◆ What is being asked
Extract precisely the lines that run from the line containing "Target: small pink lantern" to the end of the records below, with both ends included and pictures omitted.

◆ Records supplied
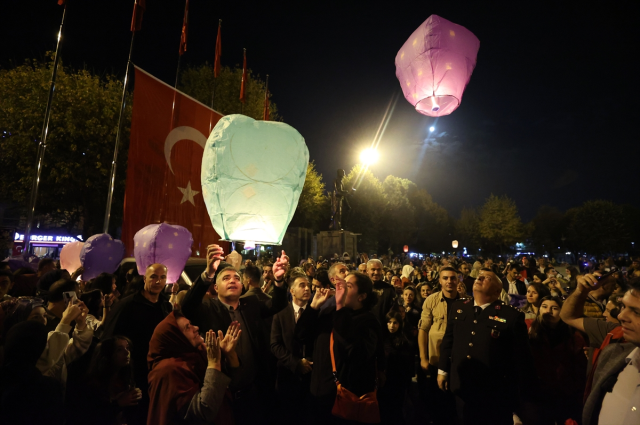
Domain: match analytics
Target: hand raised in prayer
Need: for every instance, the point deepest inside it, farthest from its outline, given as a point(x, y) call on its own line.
point(215, 254)
point(229, 341)
point(213, 350)
point(280, 268)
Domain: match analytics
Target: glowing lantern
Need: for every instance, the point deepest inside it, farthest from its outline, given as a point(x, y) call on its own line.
point(70, 256)
point(100, 254)
point(435, 64)
point(163, 244)
point(252, 177)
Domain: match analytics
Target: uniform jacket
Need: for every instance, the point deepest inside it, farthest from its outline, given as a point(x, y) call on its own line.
point(434, 322)
point(487, 356)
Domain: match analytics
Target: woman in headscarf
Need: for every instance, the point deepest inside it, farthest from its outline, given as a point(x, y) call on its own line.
point(27, 397)
point(186, 383)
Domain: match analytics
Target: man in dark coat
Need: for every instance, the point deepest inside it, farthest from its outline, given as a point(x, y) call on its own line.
point(485, 358)
point(136, 317)
point(251, 380)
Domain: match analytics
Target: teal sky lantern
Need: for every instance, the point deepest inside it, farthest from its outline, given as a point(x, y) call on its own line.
point(252, 176)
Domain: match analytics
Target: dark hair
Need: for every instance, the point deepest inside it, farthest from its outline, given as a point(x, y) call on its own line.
point(323, 277)
point(103, 282)
point(93, 301)
point(45, 262)
point(7, 273)
point(60, 287)
point(539, 331)
point(101, 369)
point(365, 286)
point(253, 273)
point(134, 286)
point(395, 315)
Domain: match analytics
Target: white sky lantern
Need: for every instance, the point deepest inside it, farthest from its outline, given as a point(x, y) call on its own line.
point(252, 176)
point(435, 64)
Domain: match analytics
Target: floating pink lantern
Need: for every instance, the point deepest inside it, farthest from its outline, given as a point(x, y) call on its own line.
point(435, 64)
point(70, 256)
point(100, 254)
point(163, 244)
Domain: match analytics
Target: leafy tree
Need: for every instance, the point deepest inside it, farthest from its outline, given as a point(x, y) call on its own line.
point(77, 161)
point(198, 82)
point(500, 223)
point(313, 209)
point(468, 229)
point(367, 204)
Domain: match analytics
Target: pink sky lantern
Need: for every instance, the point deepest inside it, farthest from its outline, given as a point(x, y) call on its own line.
point(70, 256)
point(100, 254)
point(435, 64)
point(163, 244)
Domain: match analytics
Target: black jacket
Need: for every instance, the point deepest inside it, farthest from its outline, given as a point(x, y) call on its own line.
point(487, 356)
point(212, 314)
point(136, 318)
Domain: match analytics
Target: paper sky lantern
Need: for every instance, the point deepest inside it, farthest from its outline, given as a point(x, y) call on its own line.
point(252, 176)
point(70, 256)
point(100, 254)
point(435, 64)
point(164, 244)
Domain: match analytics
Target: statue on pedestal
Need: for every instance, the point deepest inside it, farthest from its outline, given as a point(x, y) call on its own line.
point(339, 203)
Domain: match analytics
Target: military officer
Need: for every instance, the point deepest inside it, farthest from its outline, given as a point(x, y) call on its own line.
point(485, 357)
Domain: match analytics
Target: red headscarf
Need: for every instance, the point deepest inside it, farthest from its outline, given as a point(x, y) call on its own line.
point(176, 371)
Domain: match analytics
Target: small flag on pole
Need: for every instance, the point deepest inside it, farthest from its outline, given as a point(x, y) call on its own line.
point(185, 29)
point(216, 62)
point(244, 77)
point(138, 9)
point(265, 113)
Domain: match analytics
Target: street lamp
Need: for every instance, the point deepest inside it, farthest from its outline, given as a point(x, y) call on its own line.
point(369, 156)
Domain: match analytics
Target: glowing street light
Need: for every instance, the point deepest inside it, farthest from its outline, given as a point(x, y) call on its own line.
point(369, 156)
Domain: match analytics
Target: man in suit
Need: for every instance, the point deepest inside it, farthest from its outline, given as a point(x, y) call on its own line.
point(614, 396)
point(250, 381)
point(511, 283)
point(485, 357)
point(293, 373)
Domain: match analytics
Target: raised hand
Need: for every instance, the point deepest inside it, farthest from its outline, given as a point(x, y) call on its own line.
point(215, 254)
point(213, 350)
point(280, 268)
point(229, 341)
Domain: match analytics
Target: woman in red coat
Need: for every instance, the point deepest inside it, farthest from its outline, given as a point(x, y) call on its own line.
point(560, 363)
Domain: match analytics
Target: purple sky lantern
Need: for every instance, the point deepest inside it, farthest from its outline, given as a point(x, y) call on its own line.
point(165, 244)
point(435, 64)
point(100, 254)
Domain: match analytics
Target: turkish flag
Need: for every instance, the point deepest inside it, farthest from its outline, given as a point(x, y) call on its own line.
point(168, 133)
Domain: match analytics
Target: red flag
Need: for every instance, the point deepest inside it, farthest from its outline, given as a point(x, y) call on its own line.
point(265, 113)
point(185, 30)
point(163, 180)
point(244, 77)
point(216, 62)
point(138, 9)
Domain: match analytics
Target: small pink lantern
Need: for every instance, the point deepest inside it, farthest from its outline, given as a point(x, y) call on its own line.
point(435, 64)
point(163, 244)
point(100, 254)
point(70, 256)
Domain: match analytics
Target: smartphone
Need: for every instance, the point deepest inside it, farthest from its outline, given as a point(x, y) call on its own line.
point(70, 297)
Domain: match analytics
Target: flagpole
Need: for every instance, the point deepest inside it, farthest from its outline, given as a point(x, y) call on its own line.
point(112, 178)
point(42, 146)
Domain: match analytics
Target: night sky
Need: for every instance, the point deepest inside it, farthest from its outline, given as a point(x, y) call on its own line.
point(550, 116)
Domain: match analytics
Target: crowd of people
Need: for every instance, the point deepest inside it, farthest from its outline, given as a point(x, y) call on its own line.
point(442, 340)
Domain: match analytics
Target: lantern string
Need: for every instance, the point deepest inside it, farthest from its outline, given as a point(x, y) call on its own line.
point(376, 140)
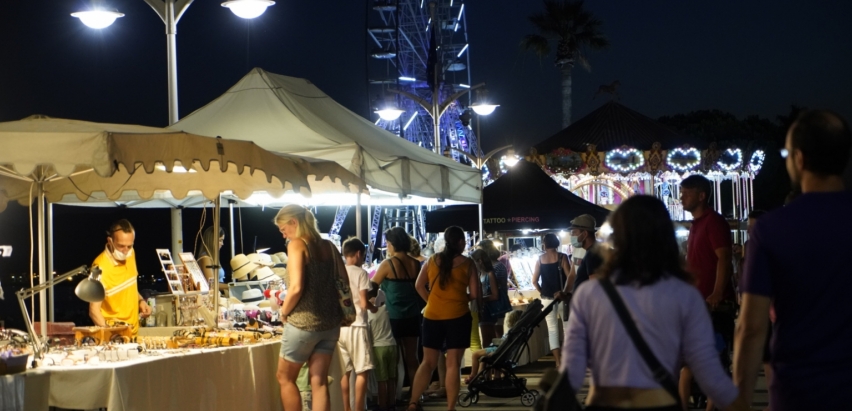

◆ Worked solution
Target: small pink lantern
Need: for every instance, the point deepest inside it, farthest from its outline, given as a point(x, y) call on its own line.
point(435, 64)
point(163, 244)
point(100, 254)
point(70, 256)
Domain: match analytics
Target: smartphone
Need: for every instance, the point deepest inside it, farthest from its outline, given as a point(x, y) call on its own line.
point(70, 297)
Domain: match analytics
Target: flagpole
Need: for every instance, the point deepest inside it, farthest from its outline, given as a point(x, y) call on its own line.
point(112, 178)
point(42, 146)
Domain: match analytics
Target: night sky
Need: for every instance, the point deepest inside it, farthest from its outline, given as a point(x, y) call on its own line.
point(550, 116)
Domain: match analytics
Target: crowd of people
Need: for every instance, the point deepest inside it, farthest from its outline, given as a point(x, y) call on its own line.
point(442, 340)
Domain: match analytics
Target: lantern string
Need: for every instance, the point deepest inside it, farthest from its outline, given as a point(x, y) call on its own line.
point(376, 140)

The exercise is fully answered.